• [Passage provided]:
* * *

Vascular Anatomy of the Upper Extremity and Aortic Arch

Normal Anatomy

The normal branching pattern of vessels coming off the aortic arch in approximately 70% of the population includes the initial branch, the right brachiocephalic artery, the left common carotid artery, and the left subclavian artery. Variations from the typical branching pattern are discussed in the next section.

The right brachiocephalic artery (innominate) divides into the right subclavian and the right common carotid artery behind the right sternoclavicular joint. The right subclavian artery then becomes the axillary artery at the lateral border of the first rib. The brachial artery, a continuation of the axillary artery, begins at the lateral border of the teres major muscle and terminates at the neck of the radius as it divides into the radial and ulnar arteries. The radial artery continues in the hand as the deep palmar arch, whereas the ulnar artery continues in the hand as the superficial palmar arch, which gives rises to the digital arteries. The left subclavian artery, the third branch off the aorta after the innominate and the left common carotid, has a branching pattern in the left UE that is analogous to the right. Fig. 40.1 demonstrates normal anatomy angiographically.

Fig. 40.1, Normal anatomy.

Smaller vessels provide extensive collateral circuits in the shoulder, elbow, and palm regions and are protective in allowing perfusion to the UE despite significant obstruction. UE large vessel disease is typically asymptomatic until the collateral support is insufficient or exhausted. Despite having protective collateral circuits, the UE remains vulnerable to ischemia if the obstruction occurs proximally because the UE is supplied by only one artery from the aorta.

* * *

• [The data]:

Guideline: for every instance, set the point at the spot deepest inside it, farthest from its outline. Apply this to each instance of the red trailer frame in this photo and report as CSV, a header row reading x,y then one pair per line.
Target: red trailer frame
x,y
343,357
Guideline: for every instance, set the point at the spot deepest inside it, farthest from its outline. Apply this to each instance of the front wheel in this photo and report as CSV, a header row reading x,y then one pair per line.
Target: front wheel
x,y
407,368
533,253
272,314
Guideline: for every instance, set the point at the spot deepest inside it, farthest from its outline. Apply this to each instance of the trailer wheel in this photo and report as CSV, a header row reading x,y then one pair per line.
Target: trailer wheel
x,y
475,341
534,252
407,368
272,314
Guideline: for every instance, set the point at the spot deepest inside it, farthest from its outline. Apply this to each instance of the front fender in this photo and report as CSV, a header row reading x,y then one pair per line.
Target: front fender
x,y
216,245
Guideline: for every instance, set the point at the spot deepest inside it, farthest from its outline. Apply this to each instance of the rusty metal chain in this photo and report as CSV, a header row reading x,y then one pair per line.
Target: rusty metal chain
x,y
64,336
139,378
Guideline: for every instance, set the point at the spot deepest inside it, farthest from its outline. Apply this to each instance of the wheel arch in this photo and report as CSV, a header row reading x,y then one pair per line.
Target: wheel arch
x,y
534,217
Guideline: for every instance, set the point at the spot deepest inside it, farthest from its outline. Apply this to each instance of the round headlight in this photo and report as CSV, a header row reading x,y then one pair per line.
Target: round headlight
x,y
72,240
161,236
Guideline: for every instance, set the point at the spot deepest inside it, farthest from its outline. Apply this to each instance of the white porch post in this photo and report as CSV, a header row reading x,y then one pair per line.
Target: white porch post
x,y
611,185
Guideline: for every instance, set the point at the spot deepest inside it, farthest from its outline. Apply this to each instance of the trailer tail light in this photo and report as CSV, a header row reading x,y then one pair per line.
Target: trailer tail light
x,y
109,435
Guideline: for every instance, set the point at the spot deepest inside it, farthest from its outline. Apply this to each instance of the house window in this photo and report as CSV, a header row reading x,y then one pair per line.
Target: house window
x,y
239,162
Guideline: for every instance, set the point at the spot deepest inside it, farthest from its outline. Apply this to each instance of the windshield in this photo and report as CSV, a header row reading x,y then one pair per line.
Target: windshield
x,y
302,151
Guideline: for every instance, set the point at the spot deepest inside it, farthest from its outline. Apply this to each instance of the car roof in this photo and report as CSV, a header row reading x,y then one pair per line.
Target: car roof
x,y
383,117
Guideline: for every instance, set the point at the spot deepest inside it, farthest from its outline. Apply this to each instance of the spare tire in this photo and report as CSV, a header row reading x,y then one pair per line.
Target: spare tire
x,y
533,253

* * *

• [To do]:
Reproduce the entire text on upper extremity and aortic arch vascular anatomy word for word. The data come from a separate source.

• [Finished exercise]:
Vascular Anatomy of the Upper Extremity and Aortic Arch

Normal Anatomy

The normal branching pattern of vessels coming off the aortic arch in approximately 70% of the population includes the initial branch, the right brachiocephalic artery, the left common carotid artery, and the left subclavian artery. Variations from the typical branching pattern are discussed in the next section.

The right brachiocephalic artery (innominate) divides into the right subclavian and the right common carotid artery behind the right sternoclavicular joint. The right subclavian artery then becomes the axillary artery at the lateral border of the first rib. The brachial artery, a continuation of the axillary artery, begins at the lateral border of the teres major muscle and terminates at the neck of the radius as it divides into the radial and ulnar arteries. The radial artery continues in the hand as the deep palmar arch, whereas the ulnar artery continues in the hand as the superficial palmar arch, which gives rises to the digital arteries. The left subclavian artery, the third branch off the aorta after the innominate and the left common carotid, has a branching pattern in the left UE that is analogous to the right. Fig. 40.1 demonstrates normal anatomy angiographically.

Fig. 40.1, Normal anatomy.

Smaller vessels provide extensive collateral circuits in the shoulder, elbow, and palm regions and are protective in allowing perfusion to the UE despite significant obstruction. UE large vessel disease is typically asymptomatic until the collateral support is insufficient or exhausted. Despite having protective collateral circuits, the UE remains vulnerable to ischemia if the obstruction occurs proximally because the UE is supplied by only one artery from the aorta.